请接续下文中关于二叉树中和为某一值的路径的题解，从其最后一行之后继续写下去。

**选定文本**
============================================================
题解 | #二叉树中和为某一值的路径(二)#

//通用回溯方法的实现,用一个临时的数组来进行回溯
//当符合条件时申请空间保存回溯结果
#define MaxSize 5000
int tempPath[MaxSize];
int row = 0;
int col[MaxSize];
int tempDepth = 0;
int **path;

//int road[depth];
int TreeDepth(struct TreeNode *root)
{
  if (!root)
    return 0;
  int LD, RD;
  LD = TreeDepth(root->left);
  RD = TreeDepth(root->right);
  return (LD > RD ? LD : RD) + 1;
}

void preOrder(struct TreeNode *root, int target)
{

  if (!root)
    return;
  tempPath[tempDepth++] = root->val;
//回溯结束条件
  if (!root->left && !root->right && root->val == target)
  {
    // path[row] = tempPath; 这里不能给path这样赋值,否则相当于把path这一行的指针指向tempPath
    //会导致结果随着tempPath更新而更新,这里可以通过循环遍历赋值
    //也可以通过memcpy函数进行粘贴,同时可以在此处再为path分配空间
    path[row] = (int *)malloc(sizeof(int) * tempDepth);
    memcpy(path[row], tempPath, sizeof(int) * tempDepth);
    col[row] = tempDepth;
    row++;
  }

  preOrder(root->left, target - root->val);
  preOrder(root->right, target - root->val);
  //回溯,撤销操作
  tempDepth--;
  
}

int **FindPath(struct TreeNode *root, int target, int *returnSize, int **returnColumnSizes)
{
  if (!root)
    return NULL;

  //计算树的深度
  int depth = TreeDepth(root);
  path = (int **)malloc(sizeof(int *) * pow(2, depth));
  // for (int i = 0; i < 5000; i++)
  //   path[i] = (int *)malloc(sizeof(int) * depth);
  *returnSize = 0;
  (*returnColumnSizes) = (int *)malloc(sizeof(int) * depth);

  preOrder(root, target);
  *returnSize = row;
  *returnColumnSizes = col;
  return path;
}

/**
 * struct TreeNode {
 *	int val;
 *	struct TreeNode *left;
 *	struct TreeNode *right;
 * };
 *
 * C语言声明定义全局变量请加上static，防止重复定义
 */
/**
 * 代码中的类名、方法名、参数名已经指定，请勿修改，直接返回方法规定的值即可
 *
 * 
 * @param root TreeNode类 
 * @param target int整型 
 * @return int整型二维数组
 * @return int* returnSize 返回数组行数
 * @return int** returnColumnSizes 返回数组列数
 */
#define MaxSize 5000

//int road[depth];
int TreeDepth(struct TreeNode *root)
{
  if (!root)
    return 0;
  int LD, RD;
  LD = TreeDepth(root->left);
  RD = TreeDepth(root->right);
  return (LD > RD ? LD : RD) + 1;
}

void preOrder(struct TreeNode *root, int target, int **path, int *returnSize, int **returnColumnSizes)
============================================================
**记录数据**
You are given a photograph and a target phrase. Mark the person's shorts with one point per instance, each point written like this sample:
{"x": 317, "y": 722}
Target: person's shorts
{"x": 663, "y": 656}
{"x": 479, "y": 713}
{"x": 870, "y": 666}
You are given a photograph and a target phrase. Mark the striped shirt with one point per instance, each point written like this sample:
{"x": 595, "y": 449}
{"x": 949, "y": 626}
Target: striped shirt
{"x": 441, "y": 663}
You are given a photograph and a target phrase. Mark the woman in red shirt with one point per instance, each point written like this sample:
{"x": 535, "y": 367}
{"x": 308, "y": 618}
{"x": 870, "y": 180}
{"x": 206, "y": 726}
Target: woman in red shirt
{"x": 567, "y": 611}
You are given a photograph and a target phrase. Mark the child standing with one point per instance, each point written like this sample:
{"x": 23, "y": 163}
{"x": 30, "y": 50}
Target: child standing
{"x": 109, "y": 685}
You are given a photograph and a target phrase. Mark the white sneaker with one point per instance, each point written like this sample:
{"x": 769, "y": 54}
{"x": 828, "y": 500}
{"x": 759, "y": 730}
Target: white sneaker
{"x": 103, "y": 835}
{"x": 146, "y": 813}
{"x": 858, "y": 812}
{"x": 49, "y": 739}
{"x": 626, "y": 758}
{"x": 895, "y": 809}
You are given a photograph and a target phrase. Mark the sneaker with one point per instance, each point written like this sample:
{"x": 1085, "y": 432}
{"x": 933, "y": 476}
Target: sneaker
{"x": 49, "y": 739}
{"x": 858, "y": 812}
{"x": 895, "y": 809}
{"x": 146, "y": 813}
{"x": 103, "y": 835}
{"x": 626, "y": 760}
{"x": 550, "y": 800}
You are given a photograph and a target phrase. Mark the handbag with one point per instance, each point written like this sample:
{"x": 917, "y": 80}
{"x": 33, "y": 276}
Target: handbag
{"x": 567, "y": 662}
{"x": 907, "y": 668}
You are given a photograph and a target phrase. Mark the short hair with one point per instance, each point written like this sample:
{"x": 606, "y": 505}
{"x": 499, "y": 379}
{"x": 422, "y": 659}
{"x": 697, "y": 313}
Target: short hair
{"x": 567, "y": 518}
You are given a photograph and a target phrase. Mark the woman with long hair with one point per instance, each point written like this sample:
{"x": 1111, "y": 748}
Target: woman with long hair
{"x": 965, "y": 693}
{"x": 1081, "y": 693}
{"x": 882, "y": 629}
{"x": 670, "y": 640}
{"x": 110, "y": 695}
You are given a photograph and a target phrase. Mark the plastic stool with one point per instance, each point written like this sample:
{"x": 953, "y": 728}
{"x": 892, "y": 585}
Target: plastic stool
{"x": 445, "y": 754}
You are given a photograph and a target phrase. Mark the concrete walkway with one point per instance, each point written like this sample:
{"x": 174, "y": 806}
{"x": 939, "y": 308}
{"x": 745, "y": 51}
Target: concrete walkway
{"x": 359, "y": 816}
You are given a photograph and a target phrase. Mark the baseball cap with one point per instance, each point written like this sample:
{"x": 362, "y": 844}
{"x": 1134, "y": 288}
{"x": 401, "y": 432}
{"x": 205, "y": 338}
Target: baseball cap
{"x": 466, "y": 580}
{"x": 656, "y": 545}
============================================================
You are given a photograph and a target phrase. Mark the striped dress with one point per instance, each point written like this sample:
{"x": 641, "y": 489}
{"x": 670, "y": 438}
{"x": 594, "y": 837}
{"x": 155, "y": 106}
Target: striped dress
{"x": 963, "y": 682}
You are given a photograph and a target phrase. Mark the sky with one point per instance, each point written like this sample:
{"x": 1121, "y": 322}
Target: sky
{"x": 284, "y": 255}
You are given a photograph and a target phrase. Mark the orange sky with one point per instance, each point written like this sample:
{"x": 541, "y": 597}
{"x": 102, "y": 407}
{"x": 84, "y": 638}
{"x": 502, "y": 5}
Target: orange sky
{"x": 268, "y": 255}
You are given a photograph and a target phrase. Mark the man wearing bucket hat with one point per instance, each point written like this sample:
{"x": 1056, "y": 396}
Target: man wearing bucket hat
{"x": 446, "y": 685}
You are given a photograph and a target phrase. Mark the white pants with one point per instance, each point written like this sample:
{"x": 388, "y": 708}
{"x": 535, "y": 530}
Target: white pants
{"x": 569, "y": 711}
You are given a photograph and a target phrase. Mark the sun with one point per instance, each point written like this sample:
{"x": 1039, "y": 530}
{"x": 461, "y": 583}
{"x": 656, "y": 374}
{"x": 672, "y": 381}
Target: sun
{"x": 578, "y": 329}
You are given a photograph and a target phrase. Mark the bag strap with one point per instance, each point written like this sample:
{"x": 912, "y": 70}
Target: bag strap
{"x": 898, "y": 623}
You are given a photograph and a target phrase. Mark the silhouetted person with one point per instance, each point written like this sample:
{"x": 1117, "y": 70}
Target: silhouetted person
============================================================
**本题结果**
{

  path[*returnSize][(*returnColumnSizes)[*returnSize]++] = root->val;
  target -= root->val;

  if (!root->left && !root->right && target == 0)
  {
    for (int i = 0; i < (*returnColumnSizes)[*returnSize]; i++)
    {
      path[(*returnSize) + 1][i] = path[*returnSize][i];
    }
    (*returnColumnSizes)[(*returnSize) + 1] = (*returnColumnSizes)[*returnSize];
    (*returnSize)++;
    return;
  }
  else if (!root->left && !root->right && target != 0)
  {
    return;
  }
  if (root->left)
  {
    preOrder(root->left, target, path, returnSize, returnColumnSizes);
    (*returnColumnSizes)[*returnSize]--;
  }
  if (root->right)
  {
    preOrder(root->right, target, path, returnSize, returnColumnSizes);
    (*returnColumnSizes)[*returnSize]--;
  }
  
}

int **FindPath(struct TreeNode *root, int target, int *returnSize, int **returnColumnSizes)
{
  if (!root)
    return NULL;
  int **path;
  //计算树的深度
  int depth = TreeDepth(root);
  path = (int **)malloc(sizeof(int *) * MaxSize);
  for (int i = 0; i < 5000; i++)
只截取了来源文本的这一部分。